Data items
[Start]

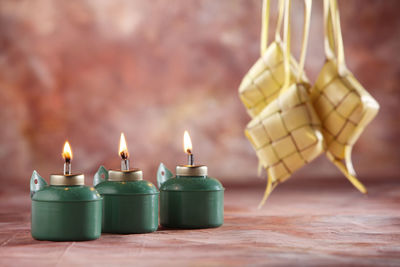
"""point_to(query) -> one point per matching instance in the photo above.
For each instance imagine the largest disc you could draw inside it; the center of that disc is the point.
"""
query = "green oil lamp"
(191, 199)
(130, 204)
(65, 210)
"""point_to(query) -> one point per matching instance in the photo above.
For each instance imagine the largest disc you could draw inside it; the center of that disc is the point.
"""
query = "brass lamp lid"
(191, 170)
(67, 179)
(129, 175)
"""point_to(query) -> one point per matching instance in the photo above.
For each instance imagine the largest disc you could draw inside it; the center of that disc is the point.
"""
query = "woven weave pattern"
(344, 107)
(264, 80)
(286, 134)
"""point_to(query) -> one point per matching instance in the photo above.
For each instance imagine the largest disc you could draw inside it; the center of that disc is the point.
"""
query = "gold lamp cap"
(191, 170)
(129, 175)
(67, 179)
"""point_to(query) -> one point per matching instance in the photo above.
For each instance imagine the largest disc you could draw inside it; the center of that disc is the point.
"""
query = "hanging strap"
(286, 40)
(281, 9)
(265, 24)
(304, 43)
(329, 42)
(333, 35)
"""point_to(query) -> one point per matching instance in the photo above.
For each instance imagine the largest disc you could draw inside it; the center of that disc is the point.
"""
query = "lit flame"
(67, 152)
(123, 149)
(187, 143)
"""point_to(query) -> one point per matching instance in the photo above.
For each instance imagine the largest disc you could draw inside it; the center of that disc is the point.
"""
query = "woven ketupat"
(286, 134)
(265, 79)
(343, 105)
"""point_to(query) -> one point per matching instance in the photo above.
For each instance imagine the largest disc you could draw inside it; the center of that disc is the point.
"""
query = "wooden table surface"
(312, 223)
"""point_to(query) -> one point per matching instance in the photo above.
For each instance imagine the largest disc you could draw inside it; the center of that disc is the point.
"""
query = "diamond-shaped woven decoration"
(345, 108)
(265, 79)
(286, 134)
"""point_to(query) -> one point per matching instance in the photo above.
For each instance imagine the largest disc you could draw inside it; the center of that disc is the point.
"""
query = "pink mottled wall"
(87, 70)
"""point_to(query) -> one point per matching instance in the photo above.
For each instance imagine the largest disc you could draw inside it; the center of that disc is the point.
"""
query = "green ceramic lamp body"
(129, 206)
(64, 212)
(190, 201)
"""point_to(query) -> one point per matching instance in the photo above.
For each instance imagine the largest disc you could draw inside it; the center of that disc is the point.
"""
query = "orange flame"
(187, 143)
(67, 152)
(123, 149)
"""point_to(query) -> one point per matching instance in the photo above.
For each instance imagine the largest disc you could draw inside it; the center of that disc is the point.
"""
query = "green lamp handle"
(163, 174)
(100, 176)
(37, 183)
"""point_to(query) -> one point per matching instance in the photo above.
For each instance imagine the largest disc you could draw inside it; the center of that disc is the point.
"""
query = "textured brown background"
(87, 70)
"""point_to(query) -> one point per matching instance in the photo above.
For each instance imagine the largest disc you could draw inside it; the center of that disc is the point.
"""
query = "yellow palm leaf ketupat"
(286, 134)
(265, 79)
(343, 105)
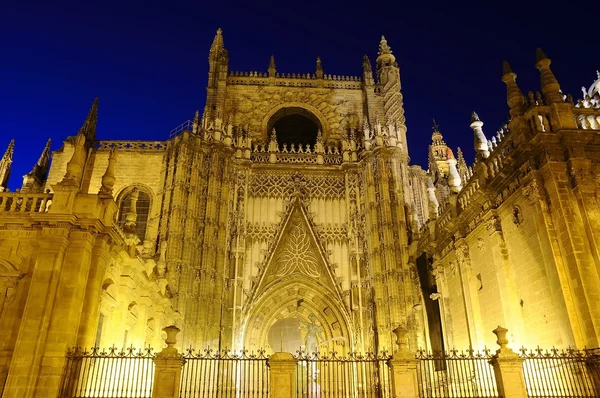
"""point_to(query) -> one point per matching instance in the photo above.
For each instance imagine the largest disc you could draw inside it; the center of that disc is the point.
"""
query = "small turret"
(367, 72)
(433, 202)
(89, 126)
(108, 179)
(514, 96)
(272, 69)
(550, 86)
(319, 69)
(480, 143)
(385, 53)
(5, 165)
(454, 180)
(35, 179)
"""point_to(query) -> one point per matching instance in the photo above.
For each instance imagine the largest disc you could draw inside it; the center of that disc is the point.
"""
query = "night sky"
(147, 61)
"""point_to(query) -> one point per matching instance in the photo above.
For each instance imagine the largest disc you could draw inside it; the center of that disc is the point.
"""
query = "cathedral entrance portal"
(296, 303)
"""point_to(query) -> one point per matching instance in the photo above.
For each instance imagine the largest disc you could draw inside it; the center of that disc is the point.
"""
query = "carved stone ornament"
(493, 224)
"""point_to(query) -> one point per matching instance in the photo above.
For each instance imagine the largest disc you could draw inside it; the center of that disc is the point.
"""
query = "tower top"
(385, 52)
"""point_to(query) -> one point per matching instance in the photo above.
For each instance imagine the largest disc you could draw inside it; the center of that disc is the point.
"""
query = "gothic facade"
(290, 200)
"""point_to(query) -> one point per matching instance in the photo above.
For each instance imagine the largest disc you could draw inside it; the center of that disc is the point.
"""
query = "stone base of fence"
(167, 368)
(282, 366)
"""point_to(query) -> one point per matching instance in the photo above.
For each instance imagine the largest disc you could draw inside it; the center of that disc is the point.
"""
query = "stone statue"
(314, 334)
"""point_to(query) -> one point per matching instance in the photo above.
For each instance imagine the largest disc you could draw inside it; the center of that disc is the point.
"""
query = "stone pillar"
(88, 326)
(167, 371)
(404, 368)
(282, 367)
(508, 368)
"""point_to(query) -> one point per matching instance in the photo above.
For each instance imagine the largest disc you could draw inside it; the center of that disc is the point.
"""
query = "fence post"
(508, 368)
(282, 368)
(404, 367)
(167, 367)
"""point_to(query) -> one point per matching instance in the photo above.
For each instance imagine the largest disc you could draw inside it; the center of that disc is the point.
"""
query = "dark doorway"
(294, 126)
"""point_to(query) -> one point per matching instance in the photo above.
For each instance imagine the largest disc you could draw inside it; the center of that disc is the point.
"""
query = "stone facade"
(240, 230)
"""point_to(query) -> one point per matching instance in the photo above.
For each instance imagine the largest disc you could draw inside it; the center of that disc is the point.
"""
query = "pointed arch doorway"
(296, 298)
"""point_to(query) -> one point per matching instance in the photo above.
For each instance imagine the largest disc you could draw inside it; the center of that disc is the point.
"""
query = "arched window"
(294, 126)
(142, 209)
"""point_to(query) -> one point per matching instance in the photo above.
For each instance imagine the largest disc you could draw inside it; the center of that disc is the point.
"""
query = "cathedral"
(287, 216)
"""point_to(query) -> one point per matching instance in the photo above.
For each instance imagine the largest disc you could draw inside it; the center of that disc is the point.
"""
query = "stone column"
(282, 367)
(508, 368)
(404, 368)
(167, 371)
(88, 326)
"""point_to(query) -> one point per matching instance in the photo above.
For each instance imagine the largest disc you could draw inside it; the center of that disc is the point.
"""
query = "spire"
(454, 180)
(480, 142)
(108, 179)
(385, 53)
(514, 96)
(550, 86)
(75, 165)
(272, 69)
(436, 137)
(89, 126)
(319, 69)
(217, 41)
(461, 164)
(383, 47)
(196, 122)
(34, 180)
(5, 164)
(433, 202)
(367, 72)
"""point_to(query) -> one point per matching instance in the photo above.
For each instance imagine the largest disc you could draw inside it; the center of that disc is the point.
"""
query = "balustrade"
(24, 203)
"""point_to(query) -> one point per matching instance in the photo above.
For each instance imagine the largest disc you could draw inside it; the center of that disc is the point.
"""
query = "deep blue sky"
(147, 61)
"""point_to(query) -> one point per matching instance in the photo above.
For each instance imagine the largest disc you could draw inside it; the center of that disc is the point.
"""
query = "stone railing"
(301, 154)
(294, 80)
(24, 203)
(587, 118)
(131, 145)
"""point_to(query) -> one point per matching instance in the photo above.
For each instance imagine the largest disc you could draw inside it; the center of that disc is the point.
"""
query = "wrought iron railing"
(214, 374)
(352, 375)
(464, 374)
(108, 373)
(561, 373)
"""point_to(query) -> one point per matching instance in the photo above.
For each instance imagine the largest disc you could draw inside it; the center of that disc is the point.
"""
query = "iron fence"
(352, 375)
(108, 374)
(561, 373)
(463, 374)
(214, 374)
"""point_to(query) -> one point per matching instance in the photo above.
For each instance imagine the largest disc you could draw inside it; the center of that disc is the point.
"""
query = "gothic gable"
(296, 253)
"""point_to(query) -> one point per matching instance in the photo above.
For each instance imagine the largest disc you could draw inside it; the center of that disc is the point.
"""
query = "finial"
(549, 84)
(540, 55)
(383, 46)
(319, 70)
(272, 69)
(108, 179)
(89, 126)
(75, 165)
(8, 154)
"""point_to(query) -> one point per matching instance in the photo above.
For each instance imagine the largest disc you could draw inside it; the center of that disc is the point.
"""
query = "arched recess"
(298, 296)
(143, 207)
(306, 109)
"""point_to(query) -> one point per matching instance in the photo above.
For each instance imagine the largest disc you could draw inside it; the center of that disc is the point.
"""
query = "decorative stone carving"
(493, 224)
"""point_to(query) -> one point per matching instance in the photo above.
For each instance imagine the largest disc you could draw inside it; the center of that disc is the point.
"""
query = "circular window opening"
(294, 126)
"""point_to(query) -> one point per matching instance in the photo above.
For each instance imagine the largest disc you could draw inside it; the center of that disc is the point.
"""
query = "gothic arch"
(309, 108)
(144, 207)
(298, 296)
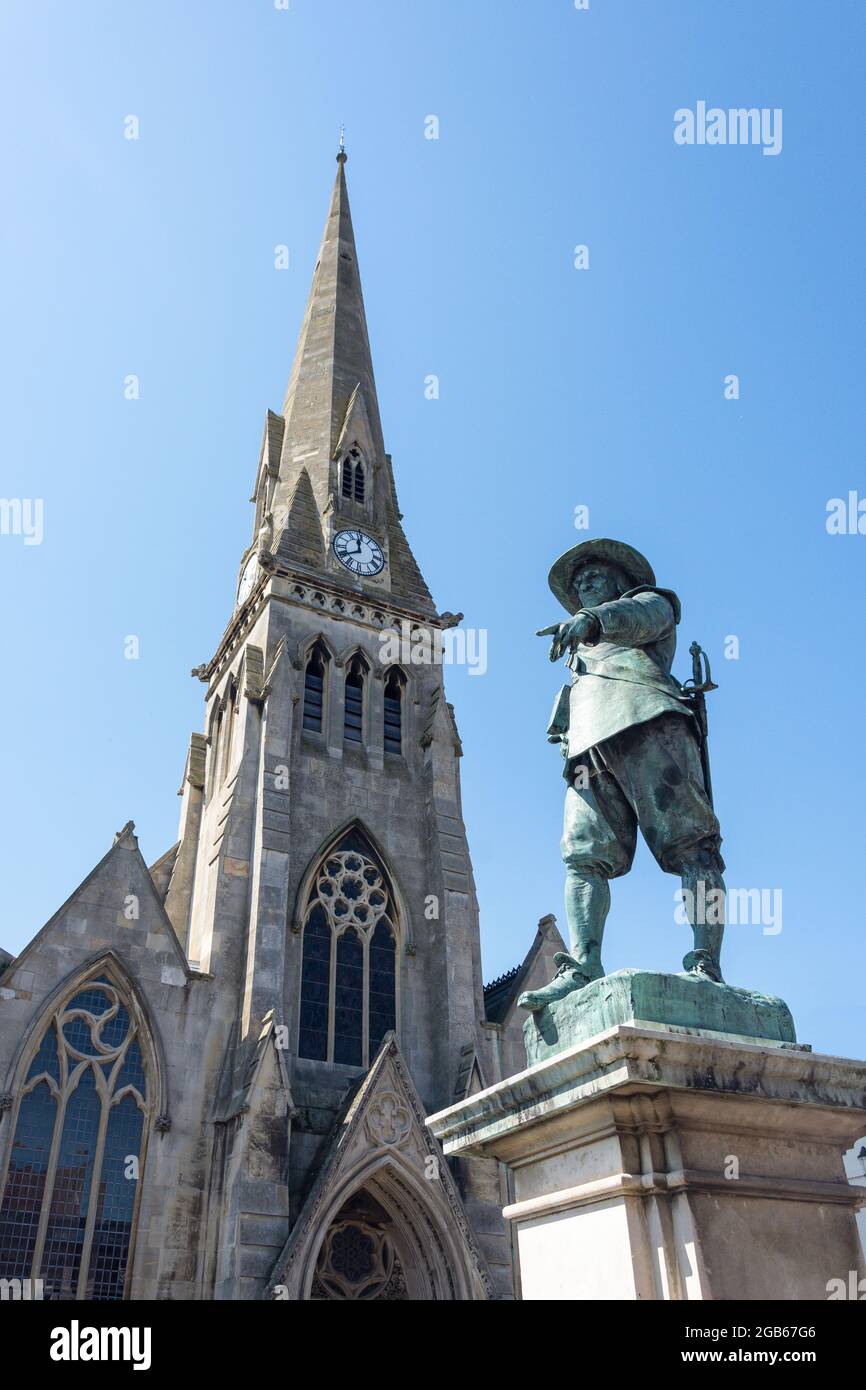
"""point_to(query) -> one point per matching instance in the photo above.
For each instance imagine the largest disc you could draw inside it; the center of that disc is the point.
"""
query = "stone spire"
(331, 413)
(332, 362)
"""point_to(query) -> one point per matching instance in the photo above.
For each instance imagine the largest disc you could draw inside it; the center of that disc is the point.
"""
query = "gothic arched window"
(216, 731)
(394, 712)
(314, 690)
(353, 480)
(70, 1191)
(348, 977)
(353, 708)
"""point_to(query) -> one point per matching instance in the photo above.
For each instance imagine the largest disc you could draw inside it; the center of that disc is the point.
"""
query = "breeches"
(649, 776)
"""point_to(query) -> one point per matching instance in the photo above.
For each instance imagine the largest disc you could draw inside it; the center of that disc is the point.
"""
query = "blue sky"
(558, 388)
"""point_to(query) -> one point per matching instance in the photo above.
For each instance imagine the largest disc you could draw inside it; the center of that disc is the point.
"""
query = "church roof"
(498, 994)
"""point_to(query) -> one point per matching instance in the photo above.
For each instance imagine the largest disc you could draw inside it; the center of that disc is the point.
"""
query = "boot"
(570, 976)
(704, 965)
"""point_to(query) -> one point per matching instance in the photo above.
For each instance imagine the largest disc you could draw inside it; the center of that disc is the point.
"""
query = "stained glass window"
(348, 976)
(71, 1189)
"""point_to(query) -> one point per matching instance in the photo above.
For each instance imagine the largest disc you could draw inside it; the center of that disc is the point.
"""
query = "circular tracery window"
(357, 1262)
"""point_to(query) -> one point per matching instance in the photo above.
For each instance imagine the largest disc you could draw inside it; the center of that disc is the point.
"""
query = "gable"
(381, 1147)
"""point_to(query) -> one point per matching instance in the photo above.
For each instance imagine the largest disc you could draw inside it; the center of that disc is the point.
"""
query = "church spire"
(332, 362)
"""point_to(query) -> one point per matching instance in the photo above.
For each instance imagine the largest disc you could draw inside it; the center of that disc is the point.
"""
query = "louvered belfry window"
(314, 690)
(70, 1193)
(394, 713)
(348, 979)
(353, 478)
(353, 710)
(348, 477)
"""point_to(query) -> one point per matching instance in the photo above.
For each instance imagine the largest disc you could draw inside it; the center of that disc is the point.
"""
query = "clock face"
(359, 552)
(246, 578)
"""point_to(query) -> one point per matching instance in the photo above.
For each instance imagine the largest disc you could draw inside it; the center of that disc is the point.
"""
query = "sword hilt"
(702, 677)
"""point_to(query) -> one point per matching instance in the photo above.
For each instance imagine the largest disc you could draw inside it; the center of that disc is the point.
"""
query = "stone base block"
(659, 1165)
(637, 997)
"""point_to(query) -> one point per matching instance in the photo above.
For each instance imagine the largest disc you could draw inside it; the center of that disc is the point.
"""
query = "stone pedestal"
(655, 1162)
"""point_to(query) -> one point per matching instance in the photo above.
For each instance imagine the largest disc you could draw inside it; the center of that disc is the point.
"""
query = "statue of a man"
(633, 758)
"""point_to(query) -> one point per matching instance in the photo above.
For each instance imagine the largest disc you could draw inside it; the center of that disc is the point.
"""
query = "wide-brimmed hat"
(634, 566)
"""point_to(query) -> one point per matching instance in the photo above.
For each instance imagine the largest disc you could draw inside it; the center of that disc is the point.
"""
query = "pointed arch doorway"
(382, 1247)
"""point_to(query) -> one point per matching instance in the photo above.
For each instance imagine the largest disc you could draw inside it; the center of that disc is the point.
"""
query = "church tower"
(264, 1016)
(323, 858)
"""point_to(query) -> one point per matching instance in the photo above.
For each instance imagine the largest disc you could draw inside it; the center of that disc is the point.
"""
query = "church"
(214, 1070)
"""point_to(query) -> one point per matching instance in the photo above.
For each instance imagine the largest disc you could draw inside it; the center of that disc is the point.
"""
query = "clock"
(359, 552)
(248, 578)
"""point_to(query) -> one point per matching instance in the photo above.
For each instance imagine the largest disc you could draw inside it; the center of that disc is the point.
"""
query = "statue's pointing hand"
(583, 627)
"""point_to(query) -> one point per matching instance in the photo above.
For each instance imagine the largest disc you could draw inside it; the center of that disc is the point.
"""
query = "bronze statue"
(634, 742)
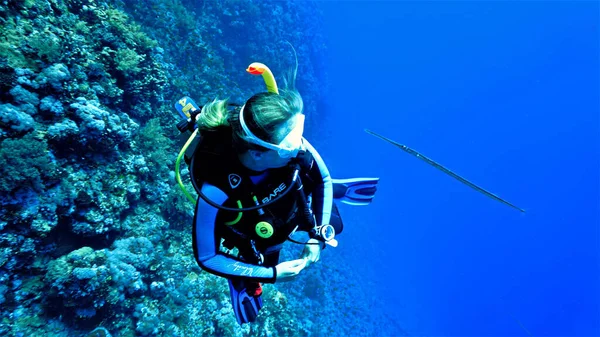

[End]

State how many lines of the entries above contain the string "gothic". Give only the number.

* [SOLUTION TO THE PROBLEM]
4